Exercise description: Please scale the records below: repeat every line, requests included, and multiply each point coordinate in the answers by 2.25, rounding to the nearest whole number with halves going up.

* * * * * * * * *

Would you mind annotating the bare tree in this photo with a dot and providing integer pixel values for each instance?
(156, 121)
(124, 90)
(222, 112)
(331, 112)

* * * * * * * * *

Answer:
Would you mind annotating the bare tree in this photo with a dot and providing integer pixel values for each instance?
(351, 272)
(279, 203)
(500, 252)
(745, 252)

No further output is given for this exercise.